TASK DESCRIPTION
Please pick out every line in the data below that contains the string "flower" and copy each one. Letter case counts.

Object location annotation data:
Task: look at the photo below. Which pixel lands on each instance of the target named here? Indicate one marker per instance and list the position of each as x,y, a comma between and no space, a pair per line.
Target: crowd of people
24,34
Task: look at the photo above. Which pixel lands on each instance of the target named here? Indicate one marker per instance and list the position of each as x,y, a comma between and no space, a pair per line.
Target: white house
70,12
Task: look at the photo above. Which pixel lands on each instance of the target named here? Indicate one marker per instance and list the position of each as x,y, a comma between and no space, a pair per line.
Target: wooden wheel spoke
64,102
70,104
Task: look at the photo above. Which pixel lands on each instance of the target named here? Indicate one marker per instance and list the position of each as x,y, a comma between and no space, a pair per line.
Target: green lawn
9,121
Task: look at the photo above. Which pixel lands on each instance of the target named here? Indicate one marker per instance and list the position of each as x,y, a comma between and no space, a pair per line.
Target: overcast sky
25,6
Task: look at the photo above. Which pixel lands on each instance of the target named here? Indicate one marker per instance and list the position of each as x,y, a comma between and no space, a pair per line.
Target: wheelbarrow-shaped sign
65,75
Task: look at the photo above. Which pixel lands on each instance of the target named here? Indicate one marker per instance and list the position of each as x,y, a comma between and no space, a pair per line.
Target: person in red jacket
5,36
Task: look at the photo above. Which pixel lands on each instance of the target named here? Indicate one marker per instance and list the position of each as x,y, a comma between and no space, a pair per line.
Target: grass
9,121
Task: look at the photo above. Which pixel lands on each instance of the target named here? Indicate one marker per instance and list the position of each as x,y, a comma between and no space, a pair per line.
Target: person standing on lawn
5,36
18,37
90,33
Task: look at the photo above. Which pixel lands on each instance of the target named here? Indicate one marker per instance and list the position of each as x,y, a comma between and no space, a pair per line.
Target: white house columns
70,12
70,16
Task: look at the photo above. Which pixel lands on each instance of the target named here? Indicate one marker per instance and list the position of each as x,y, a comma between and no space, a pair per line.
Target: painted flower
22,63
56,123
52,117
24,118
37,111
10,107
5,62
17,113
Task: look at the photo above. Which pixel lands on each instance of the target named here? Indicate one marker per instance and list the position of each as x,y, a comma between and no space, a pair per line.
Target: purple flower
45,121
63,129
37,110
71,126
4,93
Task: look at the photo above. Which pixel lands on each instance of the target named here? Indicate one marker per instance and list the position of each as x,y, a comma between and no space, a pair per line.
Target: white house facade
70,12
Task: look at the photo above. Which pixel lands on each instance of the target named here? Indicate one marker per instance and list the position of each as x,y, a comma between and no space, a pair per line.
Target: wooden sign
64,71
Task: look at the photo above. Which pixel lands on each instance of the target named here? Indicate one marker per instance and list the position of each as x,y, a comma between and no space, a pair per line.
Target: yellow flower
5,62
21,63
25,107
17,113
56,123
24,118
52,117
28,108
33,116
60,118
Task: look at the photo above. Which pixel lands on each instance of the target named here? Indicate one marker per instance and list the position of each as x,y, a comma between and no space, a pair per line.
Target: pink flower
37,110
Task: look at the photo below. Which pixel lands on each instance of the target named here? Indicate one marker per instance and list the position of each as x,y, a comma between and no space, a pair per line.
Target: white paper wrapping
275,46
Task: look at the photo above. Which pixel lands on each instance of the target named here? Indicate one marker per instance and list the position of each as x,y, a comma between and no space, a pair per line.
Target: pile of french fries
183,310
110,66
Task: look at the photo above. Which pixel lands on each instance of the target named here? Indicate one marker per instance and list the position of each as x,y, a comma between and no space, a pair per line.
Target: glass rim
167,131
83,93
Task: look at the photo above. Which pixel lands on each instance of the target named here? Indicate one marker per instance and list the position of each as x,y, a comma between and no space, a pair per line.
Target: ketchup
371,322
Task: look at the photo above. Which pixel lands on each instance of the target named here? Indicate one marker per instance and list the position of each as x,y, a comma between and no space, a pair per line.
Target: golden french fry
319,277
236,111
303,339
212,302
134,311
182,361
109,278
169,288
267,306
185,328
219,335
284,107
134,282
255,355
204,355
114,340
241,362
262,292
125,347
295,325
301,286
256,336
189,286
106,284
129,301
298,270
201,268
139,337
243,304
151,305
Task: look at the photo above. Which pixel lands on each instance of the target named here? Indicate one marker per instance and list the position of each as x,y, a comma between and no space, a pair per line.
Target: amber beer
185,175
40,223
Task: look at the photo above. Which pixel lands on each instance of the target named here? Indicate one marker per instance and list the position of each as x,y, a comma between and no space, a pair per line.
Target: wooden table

OUTPUT BELOW
Target: painted flower
Target: purple flower
Target: yellow flower
Target: pink flower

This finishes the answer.